(Stored entries)
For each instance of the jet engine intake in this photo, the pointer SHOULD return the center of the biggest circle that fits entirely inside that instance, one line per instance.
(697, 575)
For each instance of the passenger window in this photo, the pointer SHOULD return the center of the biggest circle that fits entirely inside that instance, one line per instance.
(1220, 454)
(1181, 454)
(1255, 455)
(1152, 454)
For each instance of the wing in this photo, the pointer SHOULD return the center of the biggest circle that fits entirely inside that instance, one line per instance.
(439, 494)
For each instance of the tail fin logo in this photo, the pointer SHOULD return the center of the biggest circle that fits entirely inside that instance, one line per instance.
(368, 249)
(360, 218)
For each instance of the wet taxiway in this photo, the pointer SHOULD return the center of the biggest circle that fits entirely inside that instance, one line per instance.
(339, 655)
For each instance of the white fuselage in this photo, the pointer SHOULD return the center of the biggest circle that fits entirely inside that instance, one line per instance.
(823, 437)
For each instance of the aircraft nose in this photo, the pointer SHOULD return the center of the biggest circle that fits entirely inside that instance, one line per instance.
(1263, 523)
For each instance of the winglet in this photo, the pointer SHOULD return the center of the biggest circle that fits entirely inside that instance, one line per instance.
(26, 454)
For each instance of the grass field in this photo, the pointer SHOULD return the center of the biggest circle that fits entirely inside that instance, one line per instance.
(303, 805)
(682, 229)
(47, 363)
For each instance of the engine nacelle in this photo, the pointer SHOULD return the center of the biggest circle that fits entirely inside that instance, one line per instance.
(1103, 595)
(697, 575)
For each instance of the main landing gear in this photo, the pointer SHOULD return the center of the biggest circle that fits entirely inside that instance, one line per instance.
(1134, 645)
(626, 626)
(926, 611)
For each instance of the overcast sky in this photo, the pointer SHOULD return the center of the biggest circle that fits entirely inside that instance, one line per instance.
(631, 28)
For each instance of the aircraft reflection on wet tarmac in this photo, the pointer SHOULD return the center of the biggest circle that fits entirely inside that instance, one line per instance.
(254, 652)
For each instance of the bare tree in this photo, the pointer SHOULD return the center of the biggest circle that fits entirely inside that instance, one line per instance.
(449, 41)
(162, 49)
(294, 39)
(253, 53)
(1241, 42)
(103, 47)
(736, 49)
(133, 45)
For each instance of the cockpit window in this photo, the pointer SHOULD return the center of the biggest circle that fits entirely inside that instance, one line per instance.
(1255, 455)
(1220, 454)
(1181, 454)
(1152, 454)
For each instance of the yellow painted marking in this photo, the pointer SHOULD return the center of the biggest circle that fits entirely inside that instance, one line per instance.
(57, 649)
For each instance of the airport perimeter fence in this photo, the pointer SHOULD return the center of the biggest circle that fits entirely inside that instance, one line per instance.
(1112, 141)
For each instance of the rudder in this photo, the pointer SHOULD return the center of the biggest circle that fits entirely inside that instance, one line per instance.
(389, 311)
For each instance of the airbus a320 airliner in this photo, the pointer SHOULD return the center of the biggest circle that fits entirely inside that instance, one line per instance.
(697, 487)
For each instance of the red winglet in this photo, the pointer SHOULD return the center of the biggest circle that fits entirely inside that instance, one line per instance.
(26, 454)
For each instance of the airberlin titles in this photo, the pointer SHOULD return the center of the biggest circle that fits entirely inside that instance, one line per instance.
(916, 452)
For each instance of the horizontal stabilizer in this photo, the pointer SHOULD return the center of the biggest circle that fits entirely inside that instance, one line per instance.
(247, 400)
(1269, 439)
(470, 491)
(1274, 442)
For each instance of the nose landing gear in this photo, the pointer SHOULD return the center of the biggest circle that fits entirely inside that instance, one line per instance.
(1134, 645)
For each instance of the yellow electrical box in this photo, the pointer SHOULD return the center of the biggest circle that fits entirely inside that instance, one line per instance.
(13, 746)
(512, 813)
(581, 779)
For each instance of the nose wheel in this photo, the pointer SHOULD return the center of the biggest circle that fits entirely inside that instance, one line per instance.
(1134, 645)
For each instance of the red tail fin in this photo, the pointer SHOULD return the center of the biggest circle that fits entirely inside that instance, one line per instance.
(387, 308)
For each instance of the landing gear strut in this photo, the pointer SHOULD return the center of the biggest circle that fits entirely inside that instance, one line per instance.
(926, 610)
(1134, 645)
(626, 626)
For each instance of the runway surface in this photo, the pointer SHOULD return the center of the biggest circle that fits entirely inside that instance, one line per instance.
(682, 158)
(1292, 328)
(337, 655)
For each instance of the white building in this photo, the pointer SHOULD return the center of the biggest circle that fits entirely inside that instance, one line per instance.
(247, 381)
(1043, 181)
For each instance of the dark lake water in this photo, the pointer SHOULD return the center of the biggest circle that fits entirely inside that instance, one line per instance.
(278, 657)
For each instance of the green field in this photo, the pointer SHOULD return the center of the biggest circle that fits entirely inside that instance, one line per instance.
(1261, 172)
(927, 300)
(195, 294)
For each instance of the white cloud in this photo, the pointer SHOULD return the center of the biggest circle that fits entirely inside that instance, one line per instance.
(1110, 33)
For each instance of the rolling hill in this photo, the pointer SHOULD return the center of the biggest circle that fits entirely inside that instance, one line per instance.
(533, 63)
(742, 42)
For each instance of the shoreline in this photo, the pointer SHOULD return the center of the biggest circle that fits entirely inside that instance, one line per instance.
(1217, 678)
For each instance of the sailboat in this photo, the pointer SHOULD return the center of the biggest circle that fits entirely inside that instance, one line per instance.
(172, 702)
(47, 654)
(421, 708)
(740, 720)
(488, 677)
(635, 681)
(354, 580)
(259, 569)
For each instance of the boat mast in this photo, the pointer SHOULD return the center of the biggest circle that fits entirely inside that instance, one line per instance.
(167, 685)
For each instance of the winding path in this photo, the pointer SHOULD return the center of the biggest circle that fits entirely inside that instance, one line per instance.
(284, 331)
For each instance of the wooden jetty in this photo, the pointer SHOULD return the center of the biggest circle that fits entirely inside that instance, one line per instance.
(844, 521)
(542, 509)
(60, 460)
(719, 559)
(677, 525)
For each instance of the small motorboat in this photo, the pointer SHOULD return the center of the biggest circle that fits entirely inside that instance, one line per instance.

• **Work to do**:
Please write out the part that opens with the line containing "For each instance of the wooden" and runs through the end of the stored entries, swapping "wooden jetty" for "timber pier" and leaving everything else unchanged.

• **Response to this exercise**:
For each instance of the timber pier in this photo, the pointer SHOULD return the center of the biggest circle that fits entirely inside that instance, one line per instance.
(844, 521)
(542, 509)
(60, 460)
(719, 559)
(677, 525)
For each instance of the small motorboat in this photo, the pointer SHOULD return the center of the biggest circle that fits entirely inside that instance, one line per instance.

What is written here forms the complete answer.